Exactly as written, print each record in the listing.
** RECORDS SUPPLIED follows **
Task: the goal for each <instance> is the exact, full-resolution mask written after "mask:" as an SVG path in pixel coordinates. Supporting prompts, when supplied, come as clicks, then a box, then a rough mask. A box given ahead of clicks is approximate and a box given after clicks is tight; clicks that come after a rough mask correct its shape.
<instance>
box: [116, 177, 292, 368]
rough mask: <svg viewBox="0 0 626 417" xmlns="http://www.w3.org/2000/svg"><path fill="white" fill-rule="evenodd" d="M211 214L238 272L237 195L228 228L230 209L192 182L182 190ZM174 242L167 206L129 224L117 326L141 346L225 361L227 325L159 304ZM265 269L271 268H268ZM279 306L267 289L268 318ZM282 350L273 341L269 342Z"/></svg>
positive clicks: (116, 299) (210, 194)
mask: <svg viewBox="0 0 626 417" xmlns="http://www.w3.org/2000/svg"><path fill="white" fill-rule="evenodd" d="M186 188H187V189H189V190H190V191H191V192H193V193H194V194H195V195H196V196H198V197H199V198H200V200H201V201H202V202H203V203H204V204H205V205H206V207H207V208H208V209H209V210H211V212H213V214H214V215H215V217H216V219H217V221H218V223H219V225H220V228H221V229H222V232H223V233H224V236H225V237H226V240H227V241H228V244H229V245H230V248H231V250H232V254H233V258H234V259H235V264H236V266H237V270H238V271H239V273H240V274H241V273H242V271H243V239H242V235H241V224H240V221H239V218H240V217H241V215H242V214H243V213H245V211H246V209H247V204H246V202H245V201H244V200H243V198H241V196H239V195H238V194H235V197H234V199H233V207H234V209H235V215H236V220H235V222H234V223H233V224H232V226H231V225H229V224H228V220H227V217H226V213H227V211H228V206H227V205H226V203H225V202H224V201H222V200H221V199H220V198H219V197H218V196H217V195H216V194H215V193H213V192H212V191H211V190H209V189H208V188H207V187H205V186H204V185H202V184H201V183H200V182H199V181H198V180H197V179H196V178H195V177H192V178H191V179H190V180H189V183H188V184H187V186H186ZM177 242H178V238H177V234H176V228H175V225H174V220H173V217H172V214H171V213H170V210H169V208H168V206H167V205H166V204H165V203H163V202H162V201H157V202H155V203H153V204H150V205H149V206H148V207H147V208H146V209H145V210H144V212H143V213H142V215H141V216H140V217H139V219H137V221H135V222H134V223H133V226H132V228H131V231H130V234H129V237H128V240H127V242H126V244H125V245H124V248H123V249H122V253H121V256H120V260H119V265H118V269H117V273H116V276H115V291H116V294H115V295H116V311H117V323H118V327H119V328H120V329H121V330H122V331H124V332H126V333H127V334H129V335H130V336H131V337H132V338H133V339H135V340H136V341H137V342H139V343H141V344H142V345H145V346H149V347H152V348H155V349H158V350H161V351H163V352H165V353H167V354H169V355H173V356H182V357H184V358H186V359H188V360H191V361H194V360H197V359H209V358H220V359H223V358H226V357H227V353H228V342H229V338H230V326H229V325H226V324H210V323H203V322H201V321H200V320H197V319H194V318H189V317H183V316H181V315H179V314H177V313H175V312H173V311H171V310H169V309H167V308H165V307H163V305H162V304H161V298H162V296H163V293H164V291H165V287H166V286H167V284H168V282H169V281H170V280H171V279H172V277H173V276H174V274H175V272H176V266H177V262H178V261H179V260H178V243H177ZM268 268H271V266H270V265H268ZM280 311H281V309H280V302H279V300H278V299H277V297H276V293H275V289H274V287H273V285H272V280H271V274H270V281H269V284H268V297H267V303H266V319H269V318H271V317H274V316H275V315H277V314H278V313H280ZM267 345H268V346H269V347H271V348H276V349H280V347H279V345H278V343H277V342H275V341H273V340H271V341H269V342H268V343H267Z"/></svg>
** End of RECORDS SUPPLIED **
*RESPONSE TO THE EXERCISE*.
Task: the goal for each <instance> is the exact, full-resolution mask written after "mask:" as an SVG path in pixel coordinates. Supporting prompts, when supplied, come as clicks, then a box, then a rough mask. A box given ahead of clicks is approximate and a box given after clicks is tight; clicks that come after a rough mask correct its shape.
<instance>
box: [116, 177, 292, 368]
rough mask: <svg viewBox="0 0 626 417" xmlns="http://www.w3.org/2000/svg"><path fill="white" fill-rule="evenodd" d="M211 214L238 272L237 195L228 228L230 209L192 182L182 190ZM174 242L167 206L129 224L117 326L141 346L225 361L227 325L159 304ZM265 269L271 268H268ZM279 306L267 289L268 318ZM282 350L273 341L269 342Z"/></svg>
positive clicks: (116, 299) (210, 194)
mask: <svg viewBox="0 0 626 417" xmlns="http://www.w3.org/2000/svg"><path fill="white" fill-rule="evenodd" d="M186 188H187V189H189V190H190V191H191V192H193V193H194V194H195V195H196V196H198V197H199V198H200V200H201V201H202V202H203V203H204V204H205V205H206V207H207V208H208V209H209V210H211V212H213V214H214V215H215V217H216V219H217V221H218V223H219V225H220V228H221V229H222V232H223V233H224V236H225V237H226V240H227V241H228V244H229V245H230V248H231V250H232V254H233V258H234V259H235V264H236V266H237V270H238V271H239V273H240V274H241V273H242V271H243V239H242V235H241V224H240V221H239V218H240V217H241V215H242V214H243V213H245V211H246V209H247V204H246V202H245V201H244V200H243V198H241V196H239V195H238V194H235V197H234V199H233V207H234V209H235V215H236V220H235V222H234V223H233V224H232V226H231V225H229V224H228V220H227V217H226V213H227V211H228V206H227V205H226V203H225V202H224V201H222V200H221V199H220V198H219V197H218V196H217V195H216V194H215V193H213V192H212V191H211V190H209V189H208V188H207V187H205V186H204V185H202V184H201V183H200V182H199V181H198V180H197V179H196V178H195V177H192V178H191V179H190V180H189V183H188V184H187V186H186ZM177 242H178V238H177V234H176V228H175V225H174V220H173V217H172V214H171V213H170V210H169V208H168V206H167V205H166V204H165V203H163V202H162V201H157V202H155V203H153V204H150V205H149V206H148V207H147V208H146V209H145V210H144V212H143V213H142V215H141V216H140V217H139V219H137V221H135V222H134V223H133V226H132V228H131V231H130V234H129V237H128V240H127V242H126V244H125V245H124V248H123V249H122V253H121V256H120V260H119V265H118V269H117V273H116V276H115V291H116V294H115V295H116V311H117V323H118V327H119V328H120V329H121V330H122V331H124V332H126V333H127V334H129V335H130V336H131V337H132V338H133V339H135V340H136V341H137V342H139V343H141V344H142V345H145V346H149V347H152V348H155V349H158V350H161V351H163V352H165V353H167V354H169V355H173V356H182V357H184V358H186V359H188V360H191V361H194V360H197V359H209V358H220V359H223V358H226V357H227V353H228V342H229V338H230V326H229V325H226V324H210V323H203V322H201V321H200V320H197V319H194V318H189V317H183V316H181V315H179V314H177V313H175V312H173V311H171V310H169V309H167V308H165V307H163V305H162V304H161V298H162V296H163V293H164V291H165V287H166V286H167V284H168V282H169V281H170V280H171V279H172V277H173V276H174V274H175V272H176V266H177V262H178V261H179V260H178V243H177ZM268 268H271V266H270V265H268ZM280 311H281V309H280V302H279V300H278V299H277V297H276V293H275V289H274V287H273V285H272V280H271V274H270V281H269V284H268V297H267V303H266V319H269V318H271V317H274V316H275V315H277V314H278V313H280ZM267 345H268V346H269V347H271V348H276V349H280V347H279V345H278V343H277V342H275V341H273V340H271V341H269V342H268V343H267Z"/></svg>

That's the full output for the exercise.